[Opening INFORMATION SHOWN section]

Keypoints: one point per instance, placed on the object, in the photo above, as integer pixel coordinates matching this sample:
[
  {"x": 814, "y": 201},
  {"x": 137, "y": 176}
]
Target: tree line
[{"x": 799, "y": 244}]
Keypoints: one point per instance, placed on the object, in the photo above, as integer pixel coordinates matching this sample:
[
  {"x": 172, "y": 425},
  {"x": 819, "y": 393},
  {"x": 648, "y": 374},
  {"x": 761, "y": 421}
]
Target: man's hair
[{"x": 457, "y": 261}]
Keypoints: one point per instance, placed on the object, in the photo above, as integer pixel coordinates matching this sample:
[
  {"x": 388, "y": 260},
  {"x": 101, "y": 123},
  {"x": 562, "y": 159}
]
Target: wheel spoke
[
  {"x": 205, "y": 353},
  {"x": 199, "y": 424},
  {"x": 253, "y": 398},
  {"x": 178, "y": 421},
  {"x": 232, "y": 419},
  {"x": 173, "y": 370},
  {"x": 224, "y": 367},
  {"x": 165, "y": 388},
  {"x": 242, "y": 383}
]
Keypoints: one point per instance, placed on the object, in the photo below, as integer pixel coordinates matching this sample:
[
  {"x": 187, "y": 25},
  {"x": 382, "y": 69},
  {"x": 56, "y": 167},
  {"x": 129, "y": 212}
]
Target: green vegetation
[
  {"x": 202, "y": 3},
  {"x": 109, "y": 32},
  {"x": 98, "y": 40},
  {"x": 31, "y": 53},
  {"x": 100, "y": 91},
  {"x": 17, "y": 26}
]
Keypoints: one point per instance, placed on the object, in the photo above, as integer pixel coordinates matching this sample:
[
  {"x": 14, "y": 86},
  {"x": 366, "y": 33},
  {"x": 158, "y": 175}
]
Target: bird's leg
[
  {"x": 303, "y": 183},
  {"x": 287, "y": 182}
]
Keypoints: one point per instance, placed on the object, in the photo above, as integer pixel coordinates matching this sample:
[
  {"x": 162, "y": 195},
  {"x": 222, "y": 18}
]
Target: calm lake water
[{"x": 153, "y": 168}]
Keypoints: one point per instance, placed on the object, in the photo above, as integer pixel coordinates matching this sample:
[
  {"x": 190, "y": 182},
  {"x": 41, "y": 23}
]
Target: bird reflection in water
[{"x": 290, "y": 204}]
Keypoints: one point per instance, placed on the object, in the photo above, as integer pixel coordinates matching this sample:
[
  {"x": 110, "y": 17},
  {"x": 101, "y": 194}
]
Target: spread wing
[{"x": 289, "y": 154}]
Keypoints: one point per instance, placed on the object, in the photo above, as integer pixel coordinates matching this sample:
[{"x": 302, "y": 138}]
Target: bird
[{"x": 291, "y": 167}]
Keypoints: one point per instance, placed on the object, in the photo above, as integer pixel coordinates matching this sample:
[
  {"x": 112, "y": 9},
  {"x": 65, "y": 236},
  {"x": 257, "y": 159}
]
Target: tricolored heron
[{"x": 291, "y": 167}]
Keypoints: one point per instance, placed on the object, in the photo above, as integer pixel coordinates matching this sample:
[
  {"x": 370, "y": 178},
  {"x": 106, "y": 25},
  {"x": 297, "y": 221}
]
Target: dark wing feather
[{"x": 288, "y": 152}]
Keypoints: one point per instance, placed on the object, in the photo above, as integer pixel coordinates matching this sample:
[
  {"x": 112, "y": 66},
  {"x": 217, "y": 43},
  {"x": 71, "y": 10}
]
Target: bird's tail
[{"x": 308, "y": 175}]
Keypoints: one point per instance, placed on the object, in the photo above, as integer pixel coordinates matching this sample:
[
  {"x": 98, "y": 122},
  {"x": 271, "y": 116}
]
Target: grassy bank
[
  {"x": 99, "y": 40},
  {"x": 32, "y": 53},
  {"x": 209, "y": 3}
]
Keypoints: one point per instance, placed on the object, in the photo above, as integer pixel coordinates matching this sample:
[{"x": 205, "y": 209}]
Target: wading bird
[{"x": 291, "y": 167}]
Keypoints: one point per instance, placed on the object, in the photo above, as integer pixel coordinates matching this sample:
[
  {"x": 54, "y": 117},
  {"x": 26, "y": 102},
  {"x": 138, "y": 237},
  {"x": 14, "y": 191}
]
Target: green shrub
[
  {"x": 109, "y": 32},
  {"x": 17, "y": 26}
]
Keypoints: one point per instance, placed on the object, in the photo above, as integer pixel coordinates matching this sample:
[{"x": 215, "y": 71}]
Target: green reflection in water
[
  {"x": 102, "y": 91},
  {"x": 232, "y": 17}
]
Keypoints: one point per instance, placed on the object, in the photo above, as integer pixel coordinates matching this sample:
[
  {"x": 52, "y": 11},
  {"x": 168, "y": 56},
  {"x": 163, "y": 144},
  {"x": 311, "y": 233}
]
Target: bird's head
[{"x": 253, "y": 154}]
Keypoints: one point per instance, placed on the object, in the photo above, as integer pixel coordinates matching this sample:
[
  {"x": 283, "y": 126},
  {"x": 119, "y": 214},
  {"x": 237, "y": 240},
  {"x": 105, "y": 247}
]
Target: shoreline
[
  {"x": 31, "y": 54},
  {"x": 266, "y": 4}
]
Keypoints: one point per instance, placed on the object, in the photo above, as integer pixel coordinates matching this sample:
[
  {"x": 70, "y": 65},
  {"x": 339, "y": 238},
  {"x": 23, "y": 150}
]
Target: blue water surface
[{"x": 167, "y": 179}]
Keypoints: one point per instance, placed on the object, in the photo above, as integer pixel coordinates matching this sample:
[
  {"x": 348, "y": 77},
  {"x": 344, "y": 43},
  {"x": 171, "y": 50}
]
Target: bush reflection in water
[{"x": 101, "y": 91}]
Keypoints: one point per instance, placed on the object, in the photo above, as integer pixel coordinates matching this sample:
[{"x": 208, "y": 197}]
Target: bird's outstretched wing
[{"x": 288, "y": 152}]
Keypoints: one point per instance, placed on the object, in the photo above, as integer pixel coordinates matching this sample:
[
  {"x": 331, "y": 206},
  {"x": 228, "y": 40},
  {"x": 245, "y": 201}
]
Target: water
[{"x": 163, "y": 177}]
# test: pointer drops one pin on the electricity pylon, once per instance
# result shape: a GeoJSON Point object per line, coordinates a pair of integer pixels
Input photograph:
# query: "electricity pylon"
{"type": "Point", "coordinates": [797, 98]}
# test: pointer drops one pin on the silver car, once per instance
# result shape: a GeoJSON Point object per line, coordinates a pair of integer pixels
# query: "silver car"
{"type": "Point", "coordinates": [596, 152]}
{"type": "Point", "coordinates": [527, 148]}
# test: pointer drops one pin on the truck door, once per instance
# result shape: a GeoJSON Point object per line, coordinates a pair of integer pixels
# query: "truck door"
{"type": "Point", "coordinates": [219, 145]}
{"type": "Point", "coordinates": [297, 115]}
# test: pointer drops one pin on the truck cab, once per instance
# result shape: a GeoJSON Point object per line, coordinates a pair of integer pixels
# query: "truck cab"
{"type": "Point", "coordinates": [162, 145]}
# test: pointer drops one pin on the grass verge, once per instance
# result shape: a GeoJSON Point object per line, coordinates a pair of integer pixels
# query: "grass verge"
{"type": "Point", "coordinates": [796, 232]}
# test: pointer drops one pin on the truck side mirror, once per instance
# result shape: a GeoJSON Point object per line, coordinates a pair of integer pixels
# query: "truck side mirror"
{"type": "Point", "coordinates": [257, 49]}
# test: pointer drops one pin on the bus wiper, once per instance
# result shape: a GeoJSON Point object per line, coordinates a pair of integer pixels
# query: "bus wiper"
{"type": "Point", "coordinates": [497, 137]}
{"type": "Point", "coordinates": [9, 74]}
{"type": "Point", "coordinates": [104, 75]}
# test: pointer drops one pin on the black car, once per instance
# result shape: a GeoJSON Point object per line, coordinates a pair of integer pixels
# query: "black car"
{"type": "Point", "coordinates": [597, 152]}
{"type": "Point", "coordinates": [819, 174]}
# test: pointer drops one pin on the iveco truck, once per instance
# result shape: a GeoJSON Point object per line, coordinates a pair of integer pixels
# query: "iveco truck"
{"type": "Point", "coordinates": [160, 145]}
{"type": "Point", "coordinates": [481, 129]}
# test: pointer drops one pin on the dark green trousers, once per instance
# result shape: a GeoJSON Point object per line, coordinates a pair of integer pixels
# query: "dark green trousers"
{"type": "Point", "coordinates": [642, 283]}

[Closing INFORMATION SHOWN section]

◆ **ASSIGNED TASK**: The string "drops" appears on some lines of the data; count those lines and report only how many there are.

◆ **RESPONSE TO THIS TASK**: 10